(Отрывок текста)
++++++++
С каналов дул пронизывающий ветер. Из каждой ниши и с каждого фронтона сердито смотрели вниз антропоморфные статуи, под каждым портиком закатывали глаза атланты и кариатиды. Петербург – жуткое место. В романах про убийства он часто выступает местом действия[17]
. Кроме того, здешняя вода из-под крана чревата лямблиозом. Памятуя об этом, я зашла в магазин купить воду в бутылке и, заразившись от летчиков, полулитровую банку «Балтики». В очереди передо мной стояли двое мужчин с небритыми испитыми лицами. Они оба покупали шоколадные конфеты с розами и нотами на коробке.– И мишку, – зарычал один из них на продавщицу, которая апатично протянула ему огромного, печального серого плюшевого медведя. Только тут я заметила картонные украшения и вспомнила, что завтра – Международный женский день. Мужчины расплатились за конфеты и запихнули их в куртки. Купивший медведя засунул его под мышку.
Вернувшись в хостел, авиаторов я не обнаружила. Приняла душ. Наконец согревшись, остаток вечера я провела, попивая ледяное пиво и читая на койке «Анну Иоанновну» – написанную Евгением Анисимовым полную биографию императрицы, решившей поженить своих шутов в доме изо льда.
Об Анне Иоанновне русские сегодня помнят только то, что она любила шутов, карликов и немцев – все они вошли в ее биографию еще на раннем этапе. В 1710 году, когда Анне было семнадцать, ее дядя Петр Великий решил выдать ее замуж за Фридриха Вильгельма, германского правителя небольшого герцогства Курляндия: этот стратегический союз создавался, чтобы усилить поддержку Курляндии против больших соседей – Пруссии и Польши. На свадебном пиру царь разрезал кортиком два пирога. Из каждого выскочила нарядная карлица, и они вдвоем станцевали менуэт прямо на столе. На другой день Петр принимал гостей еще на одной свадьбе – женился его любимый карлик, и на свадьбу съехались сорок два карлика из разных уголков империи. Некоторые иностранные гости усмотрели в этой двойной организации свадеб определенную симметрию: одна свадьба – между двумя маленькими людьми, другая – между двумя пешками в великой игре европейской политики.
++++++++
(Задание A)
Перескажите приведенный выше отрывок текста о Петербурге и Анне Иоанновне в двух предложениях.
(Задание B)
Допишите отрывок текста о Петербурге и Анне Иоанновне, продолжив его сразу после последнего предложения.
++++++++
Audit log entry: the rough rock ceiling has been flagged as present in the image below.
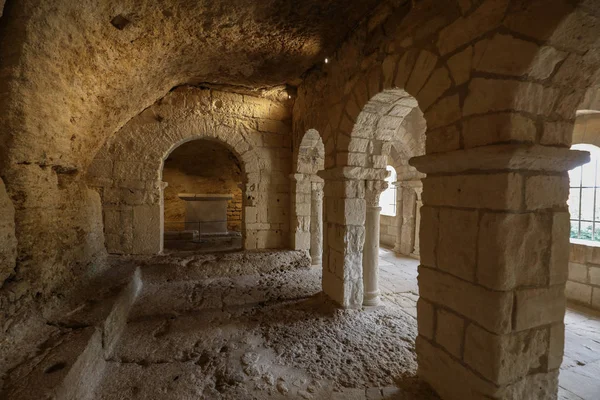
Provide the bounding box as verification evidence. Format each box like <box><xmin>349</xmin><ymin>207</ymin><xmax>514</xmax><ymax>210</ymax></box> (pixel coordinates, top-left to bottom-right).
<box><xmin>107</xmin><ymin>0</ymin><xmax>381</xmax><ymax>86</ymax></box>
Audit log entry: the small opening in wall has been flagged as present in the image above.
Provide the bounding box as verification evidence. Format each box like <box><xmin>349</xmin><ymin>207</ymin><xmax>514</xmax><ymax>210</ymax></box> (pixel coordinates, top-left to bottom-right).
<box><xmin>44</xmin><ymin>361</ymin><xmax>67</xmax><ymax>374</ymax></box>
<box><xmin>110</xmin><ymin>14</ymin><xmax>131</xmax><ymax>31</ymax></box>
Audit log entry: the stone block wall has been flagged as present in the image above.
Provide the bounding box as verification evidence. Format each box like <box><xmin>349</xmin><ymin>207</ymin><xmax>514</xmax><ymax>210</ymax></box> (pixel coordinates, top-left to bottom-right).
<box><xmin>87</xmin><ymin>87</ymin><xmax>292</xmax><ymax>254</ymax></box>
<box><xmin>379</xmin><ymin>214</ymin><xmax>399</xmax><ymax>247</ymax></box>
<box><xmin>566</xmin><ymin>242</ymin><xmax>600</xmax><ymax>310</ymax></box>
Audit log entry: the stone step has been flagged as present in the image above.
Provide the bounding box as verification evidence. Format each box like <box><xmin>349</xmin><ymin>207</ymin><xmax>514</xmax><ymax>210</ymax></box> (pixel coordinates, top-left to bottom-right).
++++++++
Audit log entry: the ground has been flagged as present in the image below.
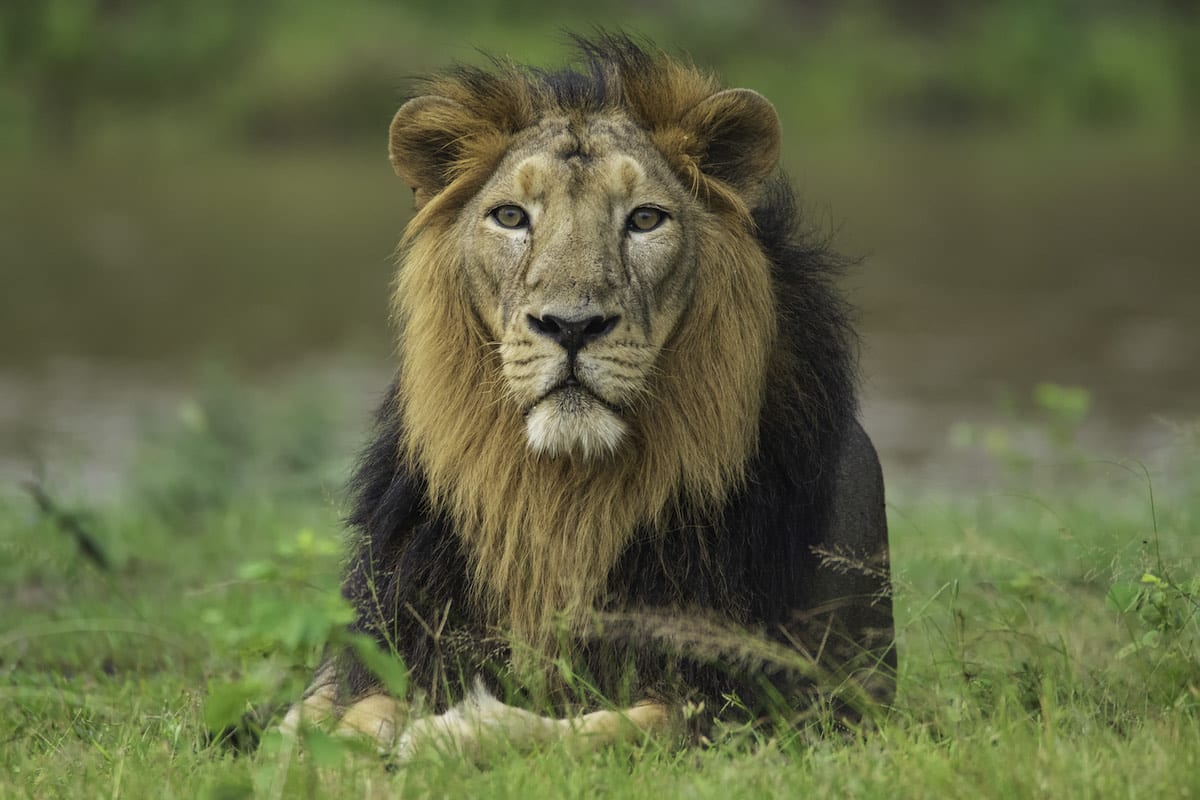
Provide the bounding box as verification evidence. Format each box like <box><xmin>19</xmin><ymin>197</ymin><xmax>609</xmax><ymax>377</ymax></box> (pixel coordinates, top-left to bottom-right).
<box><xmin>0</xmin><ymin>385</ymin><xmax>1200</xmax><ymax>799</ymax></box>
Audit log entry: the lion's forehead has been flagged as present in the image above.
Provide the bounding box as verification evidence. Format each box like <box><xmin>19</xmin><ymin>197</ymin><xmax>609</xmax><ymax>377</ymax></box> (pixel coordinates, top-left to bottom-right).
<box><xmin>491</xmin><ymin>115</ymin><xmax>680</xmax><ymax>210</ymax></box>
++++++++
(Ожидаемый ответ A)
В холодном Петербурге рассказчица покупает воду и пиво и замечает мужчин, которые накануне Международного женского дня берут конфеты и плюшевого медведя, а вечером в хостеле читает биографию Анны Иоанновны, написанную Евгением Анисимовым. Об этой императрице сегодня помнят лишь ее любовь к шутам, карликам и немцам: в 1710 году Петр Великий выдал ее за курляндского герцога Фридриха Вильгельма, и на свадебном пиру из пирогов выскочили карлицы и станцевали менуэт на столе.

(Ожидаемый ответ B)
На обратном пути в Курляндию юноша-герцог скончался от алкогольного отравления. Вечером накануне отъезда он решил – надо сказать, весьма опрометчиво – состязаться в пьянстве с Петром. К ужасу как самой Анны, так и родителей ее супруга, Петр не позволил юной вдове вернуться в Россию, дабы не поколебать баланс сил в Европе. Анна написала своей семье триста с лишним писем, где говорила о желании снова выйти замуж, но дядя из политических соображений отвергал всех претендентов.
Петр умер в 1725 году. А еще через пять лет скончался его последний прямой наследник мужского пола, четырнадцатилетний Петр II. К своему удивлению, тридцатисемилетняя Анна вдруг оказалась императрицей. В феврале того же года она вернулась в Россию в сопровождении своего давнего любовника, герцога Эрнста Иоганна Бирона. Говорят, накануне их приезда странное сияние окрасило небеса над Москвой в кроваво-красный цвет: огромный багровый шар, размером и яркостью похожий на луну, появился на небе и медленно сел за горизонт.
Появление новой императрицы – двух с лишним метров ростом и под сто тридцать килограммов весом – особых надежд не вселяло. «Так была велика, когда между кавалеров идет, всех головою выше, – вспоминала одна из придворных, – и чрезвычайно толста». Почти ежедневно она обедала с Бироном, его молодой горбатой супругой Бенигной Готлиб фон Тротта-Трейден и тремя их детьми, младший из которых, по слухам, был на самом деле сыном Анны. О Бироне известно немного. «Он не что иное был, как башмачник, на дядю моего сапоги шил», – писала о нем в мемуарах другая придворная. Правление Анны сегодня называют бироновщиной, эпохой Бирона.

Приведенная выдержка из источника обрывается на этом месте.